====== DOCUMENT

## How to know if a Turing Machine is a decider? - turing-machines

Is there an easy way to approach this? Can I find if it is a decider by looking at the diagram of the Turing Machine?

A decider is a machine that halts on all inputs. There is no general way to prove whether a given machine halts on all inputs.
If you have a specific machine, you can try to formally prove that all paths of execution halt. For example, if your machine's read head always moves right on each transition (never left), and halts when there is no more input, then for all finite inputs the machine will halt. A simpler example would be a machine that has only one state: halt.

TM decides language L iff
1- the strings L put M into the Accept state
2- the strings NOT IN L put M into the Reject state
TM M recognizes language L iff
1- the strings L put M into the Accept state
2- the strings NOT IN L
- EITHER put M into the Reject state
- OR cause M to loop
#Wanhui Qiao
you are saying "TM changes between two states and both states are neither accepting nor rejecting states, is this Turing decidable?"
then it is definitely going infinitely i.e it is going into loop which is Turing recognizable.

You can prove in general that
DECIDER_tm = { <M> : TM M is a decider } is undecidable.
Prove by contradiction. Assume it is decidable and let R be a decider for DECIDER_tm.

============
====== INFORMATION GIVEN

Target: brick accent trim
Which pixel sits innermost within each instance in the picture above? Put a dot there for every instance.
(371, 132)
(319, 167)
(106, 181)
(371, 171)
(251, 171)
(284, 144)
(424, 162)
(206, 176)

============

→ GOALS:
a - According to the thread on Turing machine deciders, what is a decider?
b - Does each statement agree with the thread on Turing machine deciders? Answer yes or no for each, quoting the deciding words.
(i) There is a general way to prove whether a given machine halts on all inputs.
(ii) A machine that recognizes a language may loop on strings not in that language.
(iii) The thread proves that DECIDER_tm is undecidable by direct construction.
c - In the thread on Turing machine deciders, why does a machine whose read head always moves right and that halts when there is no more input halt on every finite input?
The records have no connection to the text.

→ EXERCISE SOLUTIONS:
a - A machine that halts on all inputs.

b -
(i) No: "There is no general way to prove whether a given machine halts on all inputs."
(ii) Yes: "OR cause M to loop"
(iii) No: "Prove by contradiction."

c - Its read head moves right on each transition and never left. It halts when there is no more input, so for all finite inputs the machine will halt.